Rows of box annotation data:
◇ ◇ ◇ ◇ ◇ ◇ ◇

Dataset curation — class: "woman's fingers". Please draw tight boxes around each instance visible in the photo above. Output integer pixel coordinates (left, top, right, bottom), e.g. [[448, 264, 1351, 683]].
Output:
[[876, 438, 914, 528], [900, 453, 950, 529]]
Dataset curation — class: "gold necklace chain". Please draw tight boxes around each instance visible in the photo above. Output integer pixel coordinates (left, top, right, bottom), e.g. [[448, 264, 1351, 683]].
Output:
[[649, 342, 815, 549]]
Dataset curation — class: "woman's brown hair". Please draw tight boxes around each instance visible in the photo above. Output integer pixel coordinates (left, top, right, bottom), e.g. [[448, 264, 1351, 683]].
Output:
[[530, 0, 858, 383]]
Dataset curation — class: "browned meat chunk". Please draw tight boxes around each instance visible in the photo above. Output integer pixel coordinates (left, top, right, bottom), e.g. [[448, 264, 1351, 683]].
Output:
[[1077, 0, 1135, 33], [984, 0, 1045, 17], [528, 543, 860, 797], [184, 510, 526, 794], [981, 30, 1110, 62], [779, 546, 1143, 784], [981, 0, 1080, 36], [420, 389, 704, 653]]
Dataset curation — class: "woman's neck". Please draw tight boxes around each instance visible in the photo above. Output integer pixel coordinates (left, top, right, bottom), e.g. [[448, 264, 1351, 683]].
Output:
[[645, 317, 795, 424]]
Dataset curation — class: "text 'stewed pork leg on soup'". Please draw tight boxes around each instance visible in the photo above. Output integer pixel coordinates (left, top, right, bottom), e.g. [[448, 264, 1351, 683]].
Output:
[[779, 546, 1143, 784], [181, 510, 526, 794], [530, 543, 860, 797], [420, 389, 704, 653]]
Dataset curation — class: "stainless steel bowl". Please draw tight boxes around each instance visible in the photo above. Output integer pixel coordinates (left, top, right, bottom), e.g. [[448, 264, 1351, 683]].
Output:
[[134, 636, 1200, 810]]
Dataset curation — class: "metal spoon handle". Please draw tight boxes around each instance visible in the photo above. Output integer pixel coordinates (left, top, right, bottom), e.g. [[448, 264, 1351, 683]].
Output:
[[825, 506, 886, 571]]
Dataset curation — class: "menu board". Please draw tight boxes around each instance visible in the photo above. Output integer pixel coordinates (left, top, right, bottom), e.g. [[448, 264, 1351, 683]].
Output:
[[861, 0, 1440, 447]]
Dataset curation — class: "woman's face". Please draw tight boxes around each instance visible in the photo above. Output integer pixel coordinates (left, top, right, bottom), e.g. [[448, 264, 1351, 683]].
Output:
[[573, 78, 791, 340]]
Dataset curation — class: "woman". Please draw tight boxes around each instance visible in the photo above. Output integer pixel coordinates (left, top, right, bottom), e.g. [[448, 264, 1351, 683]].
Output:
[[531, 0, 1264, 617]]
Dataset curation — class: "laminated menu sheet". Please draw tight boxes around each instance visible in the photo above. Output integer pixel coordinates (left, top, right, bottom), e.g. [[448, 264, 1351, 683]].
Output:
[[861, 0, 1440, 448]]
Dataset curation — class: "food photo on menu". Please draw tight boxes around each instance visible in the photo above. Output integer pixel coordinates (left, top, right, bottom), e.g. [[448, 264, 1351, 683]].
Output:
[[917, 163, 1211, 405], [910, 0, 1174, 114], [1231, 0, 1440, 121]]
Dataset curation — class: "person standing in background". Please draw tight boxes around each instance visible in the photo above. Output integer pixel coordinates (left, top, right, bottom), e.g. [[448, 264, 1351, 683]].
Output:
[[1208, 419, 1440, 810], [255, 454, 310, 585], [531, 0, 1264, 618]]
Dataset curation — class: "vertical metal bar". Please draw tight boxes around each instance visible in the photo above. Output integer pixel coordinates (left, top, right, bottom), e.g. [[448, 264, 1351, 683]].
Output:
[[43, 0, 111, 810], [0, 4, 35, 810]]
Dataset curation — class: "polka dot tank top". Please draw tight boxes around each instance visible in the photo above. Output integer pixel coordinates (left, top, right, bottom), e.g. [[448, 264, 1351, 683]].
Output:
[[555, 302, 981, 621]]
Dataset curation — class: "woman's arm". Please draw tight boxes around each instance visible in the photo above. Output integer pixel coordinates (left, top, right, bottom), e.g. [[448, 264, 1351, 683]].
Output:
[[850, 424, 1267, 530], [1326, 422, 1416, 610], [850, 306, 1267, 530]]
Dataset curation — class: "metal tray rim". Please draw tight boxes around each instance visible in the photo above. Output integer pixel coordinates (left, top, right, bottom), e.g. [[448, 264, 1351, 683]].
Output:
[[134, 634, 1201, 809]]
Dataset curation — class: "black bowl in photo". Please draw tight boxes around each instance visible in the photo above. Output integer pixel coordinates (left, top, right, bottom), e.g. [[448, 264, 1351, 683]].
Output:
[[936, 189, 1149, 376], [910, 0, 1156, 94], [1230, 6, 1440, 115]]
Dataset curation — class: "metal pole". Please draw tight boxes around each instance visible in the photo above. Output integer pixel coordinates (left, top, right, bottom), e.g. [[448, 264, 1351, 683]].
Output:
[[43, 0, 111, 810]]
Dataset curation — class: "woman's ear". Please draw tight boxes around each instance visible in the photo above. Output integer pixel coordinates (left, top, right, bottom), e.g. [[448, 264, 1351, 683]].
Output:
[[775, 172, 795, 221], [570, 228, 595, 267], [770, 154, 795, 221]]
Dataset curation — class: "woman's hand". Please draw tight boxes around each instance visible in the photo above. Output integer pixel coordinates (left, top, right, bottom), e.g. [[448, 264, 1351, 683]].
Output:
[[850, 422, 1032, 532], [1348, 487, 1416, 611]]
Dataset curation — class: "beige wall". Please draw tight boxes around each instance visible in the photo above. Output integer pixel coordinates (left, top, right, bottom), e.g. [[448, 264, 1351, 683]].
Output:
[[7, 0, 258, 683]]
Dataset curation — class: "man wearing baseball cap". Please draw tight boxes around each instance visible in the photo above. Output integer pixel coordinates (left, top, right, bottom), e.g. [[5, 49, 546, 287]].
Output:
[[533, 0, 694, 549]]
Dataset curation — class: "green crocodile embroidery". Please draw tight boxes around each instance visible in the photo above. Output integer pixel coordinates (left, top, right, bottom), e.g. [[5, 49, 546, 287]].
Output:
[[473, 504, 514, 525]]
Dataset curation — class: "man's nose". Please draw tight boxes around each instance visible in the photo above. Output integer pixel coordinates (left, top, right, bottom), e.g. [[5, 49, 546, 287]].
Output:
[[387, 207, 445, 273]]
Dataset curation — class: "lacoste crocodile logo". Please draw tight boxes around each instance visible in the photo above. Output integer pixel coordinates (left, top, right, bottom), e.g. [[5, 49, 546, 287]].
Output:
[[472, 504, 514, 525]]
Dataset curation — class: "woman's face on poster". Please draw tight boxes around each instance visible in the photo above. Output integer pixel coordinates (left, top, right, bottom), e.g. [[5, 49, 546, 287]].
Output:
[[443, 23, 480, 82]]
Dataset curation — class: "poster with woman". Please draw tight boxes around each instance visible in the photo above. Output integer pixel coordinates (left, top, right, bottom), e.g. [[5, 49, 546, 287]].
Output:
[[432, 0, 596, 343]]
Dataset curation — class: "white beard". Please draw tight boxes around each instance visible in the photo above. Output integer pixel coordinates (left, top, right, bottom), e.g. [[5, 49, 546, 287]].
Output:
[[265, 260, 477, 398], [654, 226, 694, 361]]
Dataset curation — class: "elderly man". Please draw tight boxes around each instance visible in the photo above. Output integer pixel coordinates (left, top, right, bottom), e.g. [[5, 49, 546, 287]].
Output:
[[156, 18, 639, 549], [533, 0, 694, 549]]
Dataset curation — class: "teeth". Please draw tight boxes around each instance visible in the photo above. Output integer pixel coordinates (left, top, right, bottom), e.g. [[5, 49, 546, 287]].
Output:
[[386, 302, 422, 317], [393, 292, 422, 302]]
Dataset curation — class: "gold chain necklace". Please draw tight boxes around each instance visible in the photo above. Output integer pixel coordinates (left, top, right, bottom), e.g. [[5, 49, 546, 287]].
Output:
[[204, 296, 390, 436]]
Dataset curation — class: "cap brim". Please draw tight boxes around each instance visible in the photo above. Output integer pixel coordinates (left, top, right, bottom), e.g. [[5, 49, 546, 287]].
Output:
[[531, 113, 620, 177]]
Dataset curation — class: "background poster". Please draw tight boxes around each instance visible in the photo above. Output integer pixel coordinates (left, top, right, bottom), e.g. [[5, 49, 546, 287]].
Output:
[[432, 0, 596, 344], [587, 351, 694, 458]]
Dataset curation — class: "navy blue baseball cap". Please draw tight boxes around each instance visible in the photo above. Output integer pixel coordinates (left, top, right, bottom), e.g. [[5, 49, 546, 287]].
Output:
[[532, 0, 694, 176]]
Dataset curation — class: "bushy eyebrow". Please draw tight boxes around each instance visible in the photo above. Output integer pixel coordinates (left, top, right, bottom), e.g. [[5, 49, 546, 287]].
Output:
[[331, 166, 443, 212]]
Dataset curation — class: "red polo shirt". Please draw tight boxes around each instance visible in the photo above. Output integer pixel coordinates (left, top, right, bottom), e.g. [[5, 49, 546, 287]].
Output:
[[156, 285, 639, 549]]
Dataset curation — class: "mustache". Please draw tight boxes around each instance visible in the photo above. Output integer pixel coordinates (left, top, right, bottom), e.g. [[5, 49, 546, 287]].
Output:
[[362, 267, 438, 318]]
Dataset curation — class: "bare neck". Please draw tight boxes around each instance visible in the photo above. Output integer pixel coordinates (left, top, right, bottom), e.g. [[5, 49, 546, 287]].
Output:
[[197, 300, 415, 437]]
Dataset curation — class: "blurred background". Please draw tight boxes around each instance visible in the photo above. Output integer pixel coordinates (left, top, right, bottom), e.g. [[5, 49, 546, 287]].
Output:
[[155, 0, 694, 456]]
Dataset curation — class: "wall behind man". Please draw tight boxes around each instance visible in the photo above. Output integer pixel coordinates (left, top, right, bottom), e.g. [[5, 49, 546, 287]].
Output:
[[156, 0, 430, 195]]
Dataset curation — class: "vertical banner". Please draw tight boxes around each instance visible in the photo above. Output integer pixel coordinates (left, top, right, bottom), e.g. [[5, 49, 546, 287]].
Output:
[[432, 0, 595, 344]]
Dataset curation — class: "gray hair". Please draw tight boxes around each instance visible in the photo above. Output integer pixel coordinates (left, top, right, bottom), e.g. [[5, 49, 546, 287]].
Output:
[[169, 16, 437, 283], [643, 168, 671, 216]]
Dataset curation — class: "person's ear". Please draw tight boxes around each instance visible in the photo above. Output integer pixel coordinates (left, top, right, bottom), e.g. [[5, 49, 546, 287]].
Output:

◇ ◇ ◇ ◇ ◇ ◇ ◇

Written task:
Copy the records again, requests included, from the first line through the line that contains "[[649, 342, 815, 549]]". Resize the answers by multiplying every box coordinate by 0.9 and rounding to whole numbers, with halves rounded up. Leave the requests and their sample coordinates unchanged.

Task output:
Dataset curation — class: "woman's fingers". Please draw tight boxes around each instance visible in the photo above. Output integer pixel coordinates (left, top, right, bottom), e.g. [[448, 264, 1351, 683]].
Output:
[[788, 394, 823, 475], [810, 408, 855, 476]]
Dataset curation — class: "gold necklace chain". Please draw tight boxes around each instance visible in the photo above. Output integer pixel coordinates (left, top, right, bottom), e.g. [[448, 264, 1351, 683]].
Output:
[[584, 308, 734, 494]]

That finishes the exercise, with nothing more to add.